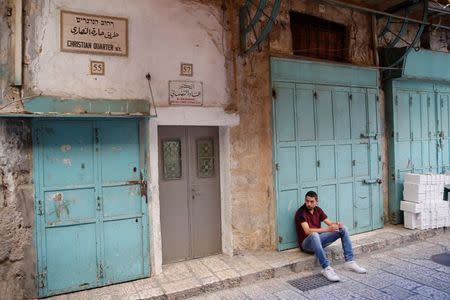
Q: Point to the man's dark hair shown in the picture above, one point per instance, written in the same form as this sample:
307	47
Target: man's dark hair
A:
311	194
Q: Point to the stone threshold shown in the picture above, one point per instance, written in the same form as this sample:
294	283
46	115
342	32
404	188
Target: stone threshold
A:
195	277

--

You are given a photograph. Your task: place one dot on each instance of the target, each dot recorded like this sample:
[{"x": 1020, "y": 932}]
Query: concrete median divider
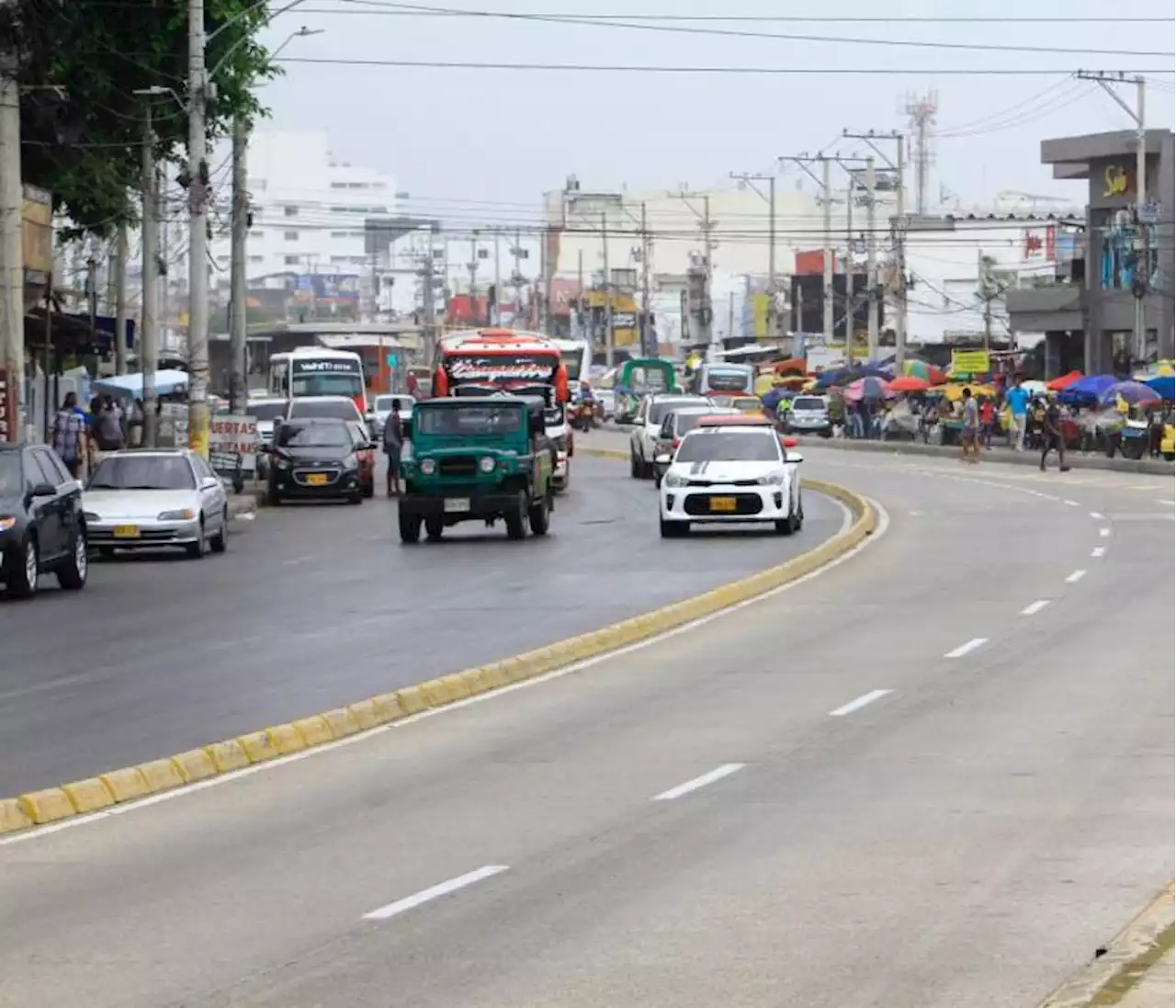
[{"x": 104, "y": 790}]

* * *

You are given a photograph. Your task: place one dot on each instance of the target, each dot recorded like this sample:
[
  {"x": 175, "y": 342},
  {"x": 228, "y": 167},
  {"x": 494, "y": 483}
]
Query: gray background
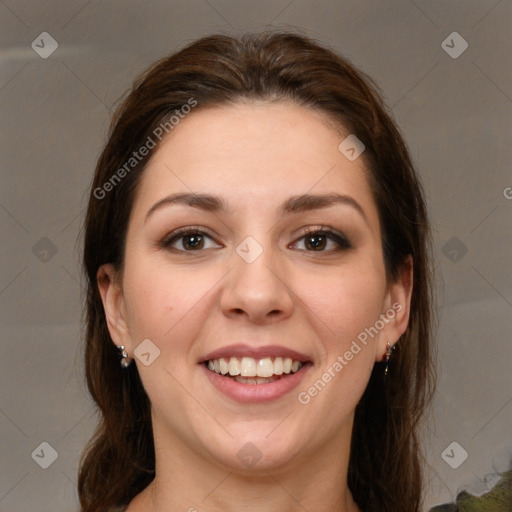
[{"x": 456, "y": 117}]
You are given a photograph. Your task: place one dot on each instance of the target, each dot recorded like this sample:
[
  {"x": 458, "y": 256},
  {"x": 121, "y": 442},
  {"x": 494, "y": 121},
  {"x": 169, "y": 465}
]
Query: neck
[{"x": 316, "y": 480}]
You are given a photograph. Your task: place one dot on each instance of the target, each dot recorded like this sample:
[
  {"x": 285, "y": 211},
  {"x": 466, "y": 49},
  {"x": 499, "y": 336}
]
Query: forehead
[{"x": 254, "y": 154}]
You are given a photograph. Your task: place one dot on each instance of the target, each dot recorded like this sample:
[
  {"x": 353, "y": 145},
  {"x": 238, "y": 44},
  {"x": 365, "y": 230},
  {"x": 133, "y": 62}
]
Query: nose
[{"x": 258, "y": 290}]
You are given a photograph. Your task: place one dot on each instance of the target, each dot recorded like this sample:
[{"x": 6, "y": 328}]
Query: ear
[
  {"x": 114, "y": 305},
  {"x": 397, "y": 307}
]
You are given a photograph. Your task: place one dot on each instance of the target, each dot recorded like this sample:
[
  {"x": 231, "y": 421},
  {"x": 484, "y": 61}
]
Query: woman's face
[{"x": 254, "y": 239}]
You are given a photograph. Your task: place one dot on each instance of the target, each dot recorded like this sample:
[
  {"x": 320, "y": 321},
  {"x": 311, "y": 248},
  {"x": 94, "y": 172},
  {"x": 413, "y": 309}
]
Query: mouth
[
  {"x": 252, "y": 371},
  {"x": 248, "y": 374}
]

▶ **Assigned task**: All lines above holding the word "Point" make up the answer; copy each one.

▶ **Completed exercise**:
Q: Point to the man's dark hair shown in the picture above, one point per instance, written in the same form as this sample:
Q: Point to the stone threshold shown in the picture above, one point per instance, written in the same form as this sample:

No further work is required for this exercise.